++++ Records for processing ++++

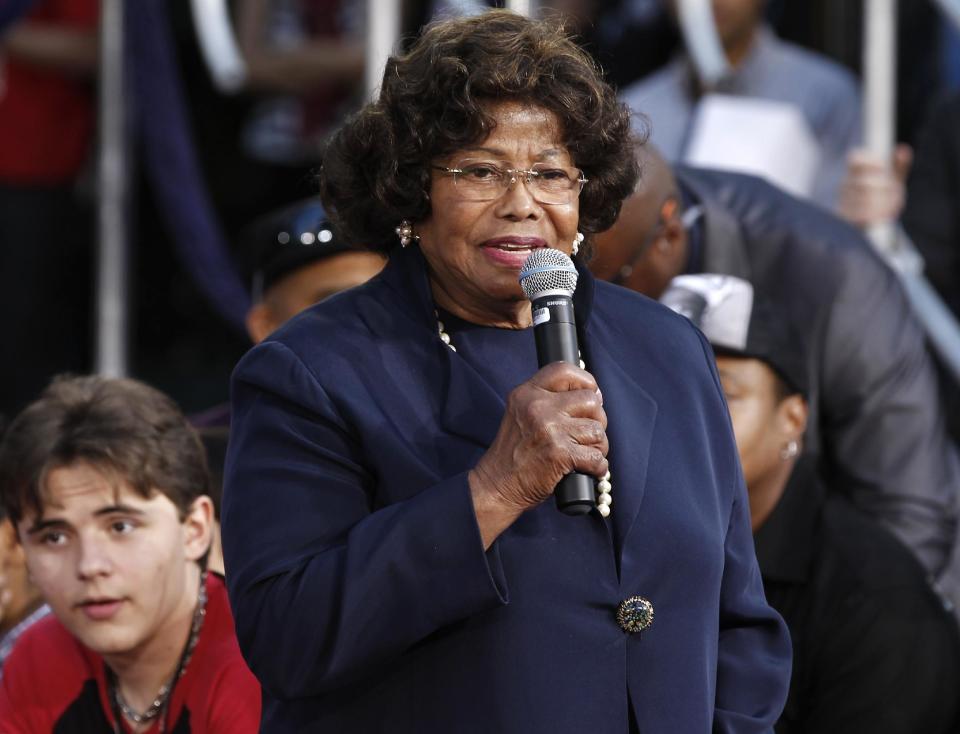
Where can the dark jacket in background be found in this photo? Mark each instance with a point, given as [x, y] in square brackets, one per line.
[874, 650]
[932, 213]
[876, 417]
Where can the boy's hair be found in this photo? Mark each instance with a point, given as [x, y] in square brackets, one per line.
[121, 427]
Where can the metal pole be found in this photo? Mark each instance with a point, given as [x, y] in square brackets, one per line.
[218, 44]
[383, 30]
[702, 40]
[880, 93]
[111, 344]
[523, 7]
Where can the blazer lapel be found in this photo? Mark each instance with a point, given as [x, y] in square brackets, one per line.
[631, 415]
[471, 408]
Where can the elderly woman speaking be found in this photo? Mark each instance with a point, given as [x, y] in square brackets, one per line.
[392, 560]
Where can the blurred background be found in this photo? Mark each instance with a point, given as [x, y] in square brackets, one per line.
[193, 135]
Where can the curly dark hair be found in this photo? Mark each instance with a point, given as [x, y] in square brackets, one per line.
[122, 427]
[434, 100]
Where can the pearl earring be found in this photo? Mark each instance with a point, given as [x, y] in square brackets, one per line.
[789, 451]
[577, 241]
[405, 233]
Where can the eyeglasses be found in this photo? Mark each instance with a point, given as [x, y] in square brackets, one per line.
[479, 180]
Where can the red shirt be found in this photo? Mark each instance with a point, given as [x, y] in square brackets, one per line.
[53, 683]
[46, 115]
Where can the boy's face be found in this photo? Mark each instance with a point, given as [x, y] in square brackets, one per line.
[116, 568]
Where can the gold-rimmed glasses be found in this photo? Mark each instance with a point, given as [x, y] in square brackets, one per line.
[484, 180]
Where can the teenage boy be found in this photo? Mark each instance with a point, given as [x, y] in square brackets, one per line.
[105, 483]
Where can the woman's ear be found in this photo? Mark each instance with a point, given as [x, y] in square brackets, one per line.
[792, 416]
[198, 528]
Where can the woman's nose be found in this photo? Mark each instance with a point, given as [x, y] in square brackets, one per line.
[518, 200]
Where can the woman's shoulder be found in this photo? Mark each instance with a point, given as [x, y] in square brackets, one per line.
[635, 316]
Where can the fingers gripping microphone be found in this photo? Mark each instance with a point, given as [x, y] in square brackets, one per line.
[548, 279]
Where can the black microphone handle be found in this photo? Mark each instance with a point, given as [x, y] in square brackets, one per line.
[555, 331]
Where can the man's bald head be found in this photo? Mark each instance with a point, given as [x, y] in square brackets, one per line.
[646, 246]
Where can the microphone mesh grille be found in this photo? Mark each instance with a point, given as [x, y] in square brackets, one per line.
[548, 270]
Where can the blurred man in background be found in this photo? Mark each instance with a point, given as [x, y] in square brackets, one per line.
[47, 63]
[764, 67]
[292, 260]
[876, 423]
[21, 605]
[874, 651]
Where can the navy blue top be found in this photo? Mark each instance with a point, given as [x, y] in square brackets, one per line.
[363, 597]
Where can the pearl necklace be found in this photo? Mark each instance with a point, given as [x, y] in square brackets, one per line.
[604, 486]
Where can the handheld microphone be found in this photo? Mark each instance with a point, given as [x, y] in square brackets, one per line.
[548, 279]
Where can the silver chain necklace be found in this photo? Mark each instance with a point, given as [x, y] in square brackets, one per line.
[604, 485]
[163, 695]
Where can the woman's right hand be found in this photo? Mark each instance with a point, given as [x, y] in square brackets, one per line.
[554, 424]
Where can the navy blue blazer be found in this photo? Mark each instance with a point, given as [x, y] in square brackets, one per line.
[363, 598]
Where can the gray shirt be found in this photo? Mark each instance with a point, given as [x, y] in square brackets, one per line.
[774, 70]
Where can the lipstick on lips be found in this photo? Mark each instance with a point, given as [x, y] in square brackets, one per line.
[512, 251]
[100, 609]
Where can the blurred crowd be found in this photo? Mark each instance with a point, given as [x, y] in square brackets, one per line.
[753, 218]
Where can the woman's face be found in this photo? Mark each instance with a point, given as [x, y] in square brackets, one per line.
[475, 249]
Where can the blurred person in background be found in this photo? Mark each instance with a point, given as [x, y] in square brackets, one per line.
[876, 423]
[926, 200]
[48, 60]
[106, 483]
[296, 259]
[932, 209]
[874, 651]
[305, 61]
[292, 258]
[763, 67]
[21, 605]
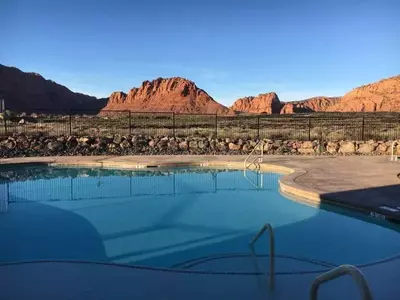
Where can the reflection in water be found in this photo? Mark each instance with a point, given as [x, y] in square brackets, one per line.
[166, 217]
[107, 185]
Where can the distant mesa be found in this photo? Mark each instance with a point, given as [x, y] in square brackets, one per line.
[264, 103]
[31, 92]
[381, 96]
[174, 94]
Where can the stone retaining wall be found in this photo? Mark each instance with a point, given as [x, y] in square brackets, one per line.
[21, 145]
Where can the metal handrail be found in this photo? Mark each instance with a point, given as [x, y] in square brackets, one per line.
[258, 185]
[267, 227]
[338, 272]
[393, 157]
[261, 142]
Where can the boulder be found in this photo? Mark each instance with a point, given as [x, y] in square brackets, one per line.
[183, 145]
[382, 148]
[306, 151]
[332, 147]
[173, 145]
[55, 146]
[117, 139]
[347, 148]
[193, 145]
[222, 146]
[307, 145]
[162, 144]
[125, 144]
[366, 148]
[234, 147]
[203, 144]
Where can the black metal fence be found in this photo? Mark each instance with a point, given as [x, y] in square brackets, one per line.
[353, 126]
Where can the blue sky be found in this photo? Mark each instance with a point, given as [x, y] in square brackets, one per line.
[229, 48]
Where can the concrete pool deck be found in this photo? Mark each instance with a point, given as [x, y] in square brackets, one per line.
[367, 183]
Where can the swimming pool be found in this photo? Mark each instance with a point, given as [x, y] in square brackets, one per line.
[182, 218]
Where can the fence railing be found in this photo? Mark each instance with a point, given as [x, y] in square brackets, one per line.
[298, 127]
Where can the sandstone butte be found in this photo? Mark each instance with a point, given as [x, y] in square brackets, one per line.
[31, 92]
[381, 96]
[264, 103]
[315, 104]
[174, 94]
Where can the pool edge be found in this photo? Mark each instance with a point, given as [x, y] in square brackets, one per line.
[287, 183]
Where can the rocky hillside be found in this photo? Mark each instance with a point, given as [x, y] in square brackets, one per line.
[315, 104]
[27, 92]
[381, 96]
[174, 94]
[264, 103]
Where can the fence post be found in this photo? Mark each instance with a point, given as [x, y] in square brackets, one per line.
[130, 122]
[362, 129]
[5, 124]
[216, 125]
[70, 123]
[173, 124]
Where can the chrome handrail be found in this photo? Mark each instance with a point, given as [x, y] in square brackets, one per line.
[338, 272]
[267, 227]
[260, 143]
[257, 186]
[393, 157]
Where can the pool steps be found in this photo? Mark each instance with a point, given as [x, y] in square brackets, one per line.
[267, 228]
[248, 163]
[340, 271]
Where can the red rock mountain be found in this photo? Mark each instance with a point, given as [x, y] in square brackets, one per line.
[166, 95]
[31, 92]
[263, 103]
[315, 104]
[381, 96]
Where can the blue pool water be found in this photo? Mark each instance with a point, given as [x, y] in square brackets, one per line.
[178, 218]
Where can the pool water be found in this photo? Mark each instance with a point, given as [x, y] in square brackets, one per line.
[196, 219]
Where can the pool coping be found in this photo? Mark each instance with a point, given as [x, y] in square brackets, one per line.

++++

• Given task
Using the material above, return every line exactly as it appears, minus the pictures.

• Task response
Where can the dark jacket in background be found in this photo? Mark each instance with a point, given as [x, y] in square brackets, one per line.
[874, 650]
[932, 213]
[876, 417]
Where can the boy's hair be found in this photo? Mark each instance with a point, given as [x, y] in square brackets, one per line.
[121, 427]
Where can the metal pole be found in this photo? Mark each instance with a point, given as [x, y] in square brackets, one per line.
[218, 44]
[383, 30]
[702, 40]
[880, 93]
[111, 344]
[523, 7]
Where can the blazer lapel be found in this photo? Mark each instance with a point, given as [x, y] in square brackets, one per line.
[631, 415]
[471, 408]
Where can the elderly woman speaking be found in this photo? Mark each instance with a point, given as [x, y] in square brackets, one per line.
[392, 560]
Where can the blurred background be found in this photo? Mark each instance with a point, given as [x, y] in square brackets, one per line.
[193, 135]
Where can the curly dark hair be found in this photo? Mark each instance with a point, given as [x, y] in square brackets, one per line.
[122, 427]
[434, 100]
Where can the pearl earring be found in this photo? Mark each instance with a point, given as [x, y] in square brackets, one per line.
[789, 451]
[577, 241]
[405, 233]
Where can the eyeglasses be found in this photo? Mark each instance with a point, given as [x, y] in square brackets, one per line.
[479, 180]
Where can the red shirt be found in this photo? Mark each instance with a point, given as [x, y] in square brackets, one per line.
[53, 683]
[46, 115]
Where can the boy's face be found in this photo? Mark each instance with a point, given as [x, y] in square brackets, one per line.
[116, 568]
Where can the gold-rimmed glasses be found in this photo? Mark each instance with a point, given as [x, y] in square brackets, one per line.
[484, 180]
Where can the teenage boy be found in this photo? Mark each instance with a point, given as [x, y] in square brackets, one per line.
[105, 483]
Where can the woman's ear be found in this photo? Mark each instance with a point, given as [x, y] in square brackets, one per line.
[792, 416]
[198, 528]
Where can the woman's nose be found in this photo? Mark each instance with a point, given as [x, y] in square brackets, one per line.
[518, 200]
Where can the woman's shoulder be found in this photo? Mark each instance with a point, given as [x, y] in square brackets, one per line.
[635, 316]
Where can the fingers gripping microphone be found in this photo? Mark each instance with a point, given as [x, y] in square brackets, one per line.
[548, 279]
Where can the black microphone handle be found in this photo? Mark each instance with a point, given as [x, y] in square brackets, one per line.
[555, 331]
Where can the man's bald head be found in this photo? Mark each instance with a point, given as [x, y] in square brackets, one per line.
[646, 246]
Where can the microphone mesh grille be found in this photo? Mark each instance with a point, given as [x, y] in square brackets, one per line.
[548, 270]
Where can the blurred man in background be found in this photo? Mark each instance with a point, given as [x, y] in square brackets, one per line.
[47, 63]
[764, 67]
[292, 260]
[876, 423]
[21, 605]
[874, 651]
Where can the navy blue top be found in this photo? Mark each instance with a point, given as [x, y] in square brackets, one per line.
[363, 597]
Where can the pearl necklace be found in this photo? Mark each instance with a point, given as [x, y] in square brackets, one per line.
[604, 486]
Where can the handheld microphone be found in this photo? Mark each instance with a point, given as [x, y] in square brackets, one per line.
[548, 279]
Where can the silver chain necklace be found in this photo? Mark each instance with a point, given as [x, y] in square brackets, one per line.
[604, 485]
[163, 695]
Where can the woman's right hand be found in this photo? Mark each instance with a point, given as [x, y] in square brackets, one per line.
[554, 424]
Where can the navy blue blazer be found in this photo? Mark each instance with a point, given as [x, y] in square brackets, one per line.
[363, 598]
Where can the gray shirt be found in this photo? Mark each instance with a point, given as [x, y] in square brackets, one per line.
[774, 70]
Where can the lipstick on lips be found in this photo? Mark each instance with a point, given as [x, y] in square brackets, one per line.
[512, 251]
[100, 609]
Where can the blurred crowd be found in this photo? Mark each instance with a point, given as [x, y] in square brackets, one per line.
[753, 218]
Where can the woman's face be found in this photo? Mark each instance with a point, given as [x, y] in square brackets, one per line.
[475, 249]
Where can the blurred person in background be found in this photo? Mark each instance with a point, given as [x, y] in square brackets, one per line.
[876, 423]
[926, 200]
[48, 60]
[106, 483]
[296, 259]
[932, 209]
[874, 651]
[305, 61]
[292, 258]
[763, 67]
[21, 605]
Where can the reflection in water be found in this photo? Mark each instance with a point, given as [x, y] in square brackets, one per line.
[166, 217]
[107, 185]
Where can the distant mesa be found in this photo? Mark each instance with a point, given as [x, y] in square brackets, one per line.
[264, 103]
[31, 92]
[381, 96]
[174, 94]
Where can the stone retaining wall be found in this photo? Mark each instance with a point, given as [x, y] in square brackets, one per line.
[21, 145]
Where can the metal handrail be found in this photo? Mark each instance with a point, given as [x, y] in square brackets, one per line.
[258, 185]
[267, 227]
[338, 272]
[393, 157]
[261, 142]
Where can the boulder be found in this photo? Mark each instance with a point, given as [x, y] in square brackets, one per line.
[183, 145]
[382, 148]
[306, 151]
[332, 147]
[173, 145]
[55, 146]
[117, 139]
[347, 148]
[193, 145]
[222, 146]
[307, 145]
[162, 144]
[125, 144]
[366, 148]
[234, 147]
[203, 144]
Where can the black metal fence be found in this photo? Mark each instance with a point, given as [x, y] in square brackets, one per line.
[353, 126]
Where can the blue sky be found in this photo? Mark each instance with a point, given as [x, y] in square brackets, one per line.
[229, 48]
Where can the concrete pool deck be found in this photo? Mark each instance with a point, given as [x, y] in square brackets, one per line.
[367, 183]
Where can the swimming pool be found in this photo? Mark each instance with a point, given as [x, y] in square brackets, one per line.
[182, 218]
Where can the fence railing be found in this photo? Mark each instance with a point, given as [x, y] in square brackets, one per line.
[298, 127]
Where can the sandstone butte be found in this photo? Mark each instance with a point, given as [x, y] in square brackets, one per line.
[31, 92]
[381, 96]
[264, 103]
[315, 104]
[174, 94]
Where can the pool edge be found in this photo? Mark each instance with a point, given as [x, y] in square brackets, one per line.
[287, 183]
Where can the rocky hillside be found in this photo? Mark each instance with a point, given as [x, y] in square brackets, one per line.
[315, 104]
[27, 92]
[381, 96]
[174, 94]
[264, 103]
Where can the fence post be found in this photo? Mark each instance with a point, given as [x, y] in square brackets, one per line.
[130, 122]
[362, 129]
[5, 124]
[216, 125]
[70, 123]
[173, 124]
Where can the chrome handrail be found in this photo? Mark each instance with a point, given as [x, y] in square brackets, one per line.
[338, 272]
[267, 227]
[260, 143]
[257, 186]
[393, 157]
Where can the pool steps be found in this photo? Mark each instance with a point, given as [x, y] in square brackets, one per line.
[267, 228]
[248, 163]
[340, 271]
Where can the red rock mountain be found in this photo? Mark each instance with a point, given as [x, y] in square brackets, one per line.
[166, 95]
[31, 92]
[263, 103]
[315, 104]
[381, 96]
Where can the blue pool water be found in this photo? Mark each instance with a point, given as [x, y] in square brackets, one per line.
[178, 218]
Where can the pool water be found in this photo? Mark each instance with a point, given as [x, y] in square brackets, one per line.
[196, 219]
Where can the pool coping be found in this photo? Mark each instance with a point, given as [x, y] in square brackets, one per line.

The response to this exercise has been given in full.